== WYMAGANIA ZADANIA ==
Wyodrębnij z poniższych pozycji wszystkie wiersze, w których występuje słowo „rock”, z uwzględnieniem wielkości liter.

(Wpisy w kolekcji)

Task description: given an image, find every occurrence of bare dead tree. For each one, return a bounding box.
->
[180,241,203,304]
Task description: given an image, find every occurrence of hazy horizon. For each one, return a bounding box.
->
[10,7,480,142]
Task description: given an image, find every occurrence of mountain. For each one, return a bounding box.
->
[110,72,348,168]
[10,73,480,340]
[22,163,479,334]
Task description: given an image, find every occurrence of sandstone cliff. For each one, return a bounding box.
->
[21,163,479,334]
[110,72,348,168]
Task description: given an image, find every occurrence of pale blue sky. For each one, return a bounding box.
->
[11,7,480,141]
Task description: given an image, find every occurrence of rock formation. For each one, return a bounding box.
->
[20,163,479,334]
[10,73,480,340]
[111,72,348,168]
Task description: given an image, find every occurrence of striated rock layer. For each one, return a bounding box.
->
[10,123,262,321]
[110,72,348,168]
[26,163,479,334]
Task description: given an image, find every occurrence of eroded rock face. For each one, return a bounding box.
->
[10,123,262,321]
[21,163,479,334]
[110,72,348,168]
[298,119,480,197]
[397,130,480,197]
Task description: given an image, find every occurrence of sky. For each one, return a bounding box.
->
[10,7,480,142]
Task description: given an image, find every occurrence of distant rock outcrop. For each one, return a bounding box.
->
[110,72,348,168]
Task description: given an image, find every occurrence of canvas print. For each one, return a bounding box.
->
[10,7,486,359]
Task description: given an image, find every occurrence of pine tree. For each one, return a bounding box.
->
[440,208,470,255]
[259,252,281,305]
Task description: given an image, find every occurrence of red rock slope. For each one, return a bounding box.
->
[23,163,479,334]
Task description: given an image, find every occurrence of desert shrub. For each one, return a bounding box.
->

== POPRAWNA ODPOWIEDŹ ==
Task description: given an image, find every occurrence of rock formation. For each one, return a bounding box.
Task description: given an image, find every occurrence of striated rock layer. For each one, return a bounding box.
Task description: given an image, find every occurrence of eroded rock face. For each one, return a bounding box.
Task description: given an image, find every occurrence of distant rock outcrop. For each one, return a bounding box.
Task description: given an image, find every occurrence of red rock slope. For each one, return a bounding box.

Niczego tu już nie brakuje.